## Short problem:
State only the number of lines in the listing below that contain the string "query". Matching is case-sensitive.

## Extracted data:
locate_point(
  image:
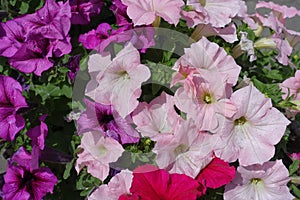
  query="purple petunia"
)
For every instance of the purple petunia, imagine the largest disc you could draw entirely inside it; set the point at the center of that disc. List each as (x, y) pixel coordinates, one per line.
(29, 42)
(82, 10)
(11, 101)
(23, 182)
(99, 117)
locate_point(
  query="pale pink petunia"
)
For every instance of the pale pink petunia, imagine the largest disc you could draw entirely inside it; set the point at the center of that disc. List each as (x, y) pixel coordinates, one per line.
(185, 152)
(97, 152)
(260, 182)
(144, 12)
(250, 135)
(228, 33)
(216, 12)
(208, 57)
(291, 86)
(203, 99)
(119, 81)
(281, 11)
(156, 118)
(119, 185)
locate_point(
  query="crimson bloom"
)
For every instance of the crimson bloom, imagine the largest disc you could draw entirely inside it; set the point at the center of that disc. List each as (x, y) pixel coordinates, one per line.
(151, 183)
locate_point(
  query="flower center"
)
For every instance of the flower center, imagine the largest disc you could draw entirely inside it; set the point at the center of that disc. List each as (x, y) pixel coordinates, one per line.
(181, 149)
(255, 181)
(124, 74)
(203, 2)
(207, 98)
(242, 120)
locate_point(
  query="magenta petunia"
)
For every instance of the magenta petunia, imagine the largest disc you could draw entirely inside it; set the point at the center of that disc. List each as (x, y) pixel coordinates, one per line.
(266, 181)
(104, 118)
(145, 12)
(11, 101)
(121, 77)
(25, 183)
(151, 183)
(82, 10)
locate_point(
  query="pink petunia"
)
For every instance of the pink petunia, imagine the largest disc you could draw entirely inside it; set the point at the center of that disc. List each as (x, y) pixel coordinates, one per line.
(186, 152)
(119, 185)
(217, 13)
(97, 152)
(259, 182)
(250, 135)
(144, 12)
(157, 118)
(119, 81)
(205, 98)
(208, 57)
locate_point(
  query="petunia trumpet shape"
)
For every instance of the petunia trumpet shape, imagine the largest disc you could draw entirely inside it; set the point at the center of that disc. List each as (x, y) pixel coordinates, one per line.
(157, 118)
(23, 182)
(250, 135)
(208, 57)
(98, 152)
(145, 12)
(119, 185)
(260, 182)
(119, 81)
(149, 182)
(11, 101)
(104, 118)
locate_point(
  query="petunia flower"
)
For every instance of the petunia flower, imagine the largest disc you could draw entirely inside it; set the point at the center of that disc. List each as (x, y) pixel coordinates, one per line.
(119, 9)
(119, 185)
(157, 118)
(186, 152)
(52, 20)
(97, 152)
(119, 80)
(208, 57)
(82, 10)
(205, 98)
(216, 174)
(145, 12)
(104, 118)
(217, 13)
(11, 101)
(260, 182)
(26, 183)
(149, 182)
(250, 135)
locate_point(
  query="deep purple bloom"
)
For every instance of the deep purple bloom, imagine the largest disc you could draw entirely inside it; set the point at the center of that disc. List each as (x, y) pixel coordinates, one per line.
(101, 38)
(12, 35)
(73, 65)
(23, 182)
(104, 118)
(82, 10)
(53, 20)
(120, 11)
(11, 100)
(31, 40)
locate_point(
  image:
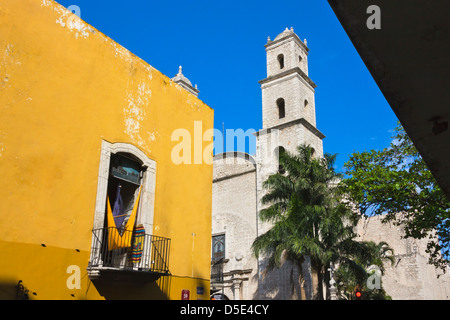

## In response:
9